:: TEXTE FOURNI ::
Le trajet est très court de Varèse à Casciago : une lieue au plus. Nous y voici déjà. Sur un fort épaulement de terrain s’éparpillent quelques maisonnettes, que domine, tout en haut, une usine, avec sa cheminée de briques et son panache de fumée. On me dit que c’est une filature de coton. Et mon cœur se serre à la pensée que l’odieuse fabrique occupe peut-être l’emplacement de la villa de Vérécundus. Je me remémore les Dialogues écrits, à Cassiciacum, par saint Augustin. On y descend fréquemment sur le pré pour discuter philosophie. Or voici le pré, au bas de la colline, de l’autre côté de la route. Cette colline elle-même est le lieu le plus élevé du village, le plus salubre sans doute et le mieux aéré. L’endroit était tout indiqué pour une maison de campagne. Alors, c’est du côté de la filature de coton qu’il faut chercher ?...

:: DONNÉES FOURNIES ::
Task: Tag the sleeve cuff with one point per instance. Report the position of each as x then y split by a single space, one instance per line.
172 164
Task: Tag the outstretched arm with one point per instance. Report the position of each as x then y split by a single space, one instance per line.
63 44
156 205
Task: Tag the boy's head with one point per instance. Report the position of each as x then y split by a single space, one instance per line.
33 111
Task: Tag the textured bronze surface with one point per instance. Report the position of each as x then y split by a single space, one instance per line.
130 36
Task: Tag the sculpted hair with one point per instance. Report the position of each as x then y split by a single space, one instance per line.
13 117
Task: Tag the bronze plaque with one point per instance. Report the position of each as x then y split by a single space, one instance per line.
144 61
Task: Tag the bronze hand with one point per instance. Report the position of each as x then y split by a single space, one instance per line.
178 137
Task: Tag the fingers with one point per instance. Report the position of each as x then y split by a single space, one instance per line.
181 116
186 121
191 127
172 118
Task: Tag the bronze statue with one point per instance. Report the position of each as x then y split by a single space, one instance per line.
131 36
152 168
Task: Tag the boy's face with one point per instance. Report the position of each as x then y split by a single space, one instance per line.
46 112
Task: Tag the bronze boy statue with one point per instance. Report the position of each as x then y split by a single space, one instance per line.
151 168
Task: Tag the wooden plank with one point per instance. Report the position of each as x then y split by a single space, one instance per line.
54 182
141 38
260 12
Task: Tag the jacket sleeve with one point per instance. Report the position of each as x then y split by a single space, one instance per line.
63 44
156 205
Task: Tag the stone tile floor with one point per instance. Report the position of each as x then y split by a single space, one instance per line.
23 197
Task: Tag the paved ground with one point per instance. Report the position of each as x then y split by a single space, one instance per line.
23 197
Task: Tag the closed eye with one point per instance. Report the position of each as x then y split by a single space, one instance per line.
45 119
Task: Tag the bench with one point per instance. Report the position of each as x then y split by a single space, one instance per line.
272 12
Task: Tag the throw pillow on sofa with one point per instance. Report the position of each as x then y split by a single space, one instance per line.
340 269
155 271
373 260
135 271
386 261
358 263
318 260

--

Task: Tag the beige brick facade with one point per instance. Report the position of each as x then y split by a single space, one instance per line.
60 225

:: TRAVAIL DEMANDÉ ::
1) D'après le texte sur Casciago, pourquoi faut-il chercher l'emplacement de la villa de Vérécundus du côté de la filature de coton ? Répondez en une à trois phrases.
2) Relevez chaque ligne de la liste qui contient la chaîne "sleeve", en respectant la casse.

:: LISTE DES RÉPONSES ::
1) La colline que domine la filature est le lieu le plus élevé du village, sans doute le plus salubre et le mieux aéré, donc tout indiqué pour une maison de campagne. De plus, le pré où l'on descend pour discuter philosophie dans les Dialogues se trouve au bas de cette colline.

2)
Task: Tag the sleeve cuff with one point per instance. Report the position of each as x then y split by a single space, one instance per line.
Task: Tag the jacket sleeve with one point per instance. Report the position of each as x then y split by a single space, one instance per line.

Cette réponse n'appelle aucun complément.